• _WORK INSTRUCTION_
Nothing in the records may be changed; retype them in full.

━━━ DATA FOR ANALYSIS ━━━

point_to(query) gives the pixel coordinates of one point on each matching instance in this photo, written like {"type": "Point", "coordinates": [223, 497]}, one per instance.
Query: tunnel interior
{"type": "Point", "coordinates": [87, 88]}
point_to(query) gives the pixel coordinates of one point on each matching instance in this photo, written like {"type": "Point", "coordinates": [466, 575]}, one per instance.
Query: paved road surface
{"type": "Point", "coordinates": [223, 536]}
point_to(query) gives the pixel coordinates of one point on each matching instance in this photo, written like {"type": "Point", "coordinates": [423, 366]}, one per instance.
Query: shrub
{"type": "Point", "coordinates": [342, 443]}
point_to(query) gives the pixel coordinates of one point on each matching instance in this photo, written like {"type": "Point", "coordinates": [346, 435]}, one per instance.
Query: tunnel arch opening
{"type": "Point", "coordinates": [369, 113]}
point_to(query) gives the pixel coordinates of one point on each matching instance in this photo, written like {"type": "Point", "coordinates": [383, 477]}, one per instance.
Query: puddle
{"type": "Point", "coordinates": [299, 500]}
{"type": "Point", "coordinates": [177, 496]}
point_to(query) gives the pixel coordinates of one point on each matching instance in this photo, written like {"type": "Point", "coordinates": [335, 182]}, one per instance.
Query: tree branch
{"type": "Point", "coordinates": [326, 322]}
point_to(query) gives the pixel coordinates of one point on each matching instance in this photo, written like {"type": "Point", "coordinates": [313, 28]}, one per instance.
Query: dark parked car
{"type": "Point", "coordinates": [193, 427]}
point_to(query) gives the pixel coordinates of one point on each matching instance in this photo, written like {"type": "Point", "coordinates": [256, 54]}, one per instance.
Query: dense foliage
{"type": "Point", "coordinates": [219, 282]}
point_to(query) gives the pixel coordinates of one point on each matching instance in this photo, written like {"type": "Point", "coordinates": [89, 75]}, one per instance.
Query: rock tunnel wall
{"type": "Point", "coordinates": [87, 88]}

━━━

• _YOUR SOLUTION_
point_to(query) gives the pixel coordinates of one point on each matching instance in this photo, written like {"type": "Point", "coordinates": [223, 497]}, one per instance.
Query: tunnel interior
{"type": "Point", "coordinates": [87, 88]}
point_to(query) gives the pixel coordinates of one point on each matching instance in this photo, written like {"type": "Point", "coordinates": [466, 575]}, one per instance.
Query: paved road surface
{"type": "Point", "coordinates": [223, 536]}
point_to(query) gives the pixel coordinates of one point on each matching instance in this photo, written like {"type": "Point", "coordinates": [423, 366]}, one per instance.
Query: shrub
{"type": "Point", "coordinates": [342, 443]}
point_to(query) gives the pixel coordinates of one point on each matching instance in this photo, written like {"type": "Point", "coordinates": [346, 435]}, one per instance.
Query: tunnel arch opening
{"type": "Point", "coordinates": [369, 113]}
point_to(query) gives the pixel coordinates of one point on each matching instance in this photo, written like {"type": "Point", "coordinates": [383, 477]}, one per instance.
Query: puddle
{"type": "Point", "coordinates": [299, 500]}
{"type": "Point", "coordinates": [177, 496]}
point_to(query) gives the pixel coordinates of one point on each matching instance in this photo, written like {"type": "Point", "coordinates": [335, 182]}, one per instance.
Query: tree branch
{"type": "Point", "coordinates": [326, 322]}
point_to(query) gives the pixel coordinates of one point on each matching instance in this photo, written like {"type": "Point", "coordinates": [313, 28]}, one per instance.
Query: dark parked car
{"type": "Point", "coordinates": [193, 427]}
point_to(query) gives the pixel coordinates of one point on each matching instance in this photo, written like {"type": "Point", "coordinates": [256, 54]}, one per instance.
Query: dense foliage
{"type": "Point", "coordinates": [219, 282]}
point_to(query) gives the pixel coordinates of one point on each matching instance in this photo, written like {"type": "Point", "coordinates": [89, 75]}, one per instance.
Query: rock tunnel wall
{"type": "Point", "coordinates": [87, 88]}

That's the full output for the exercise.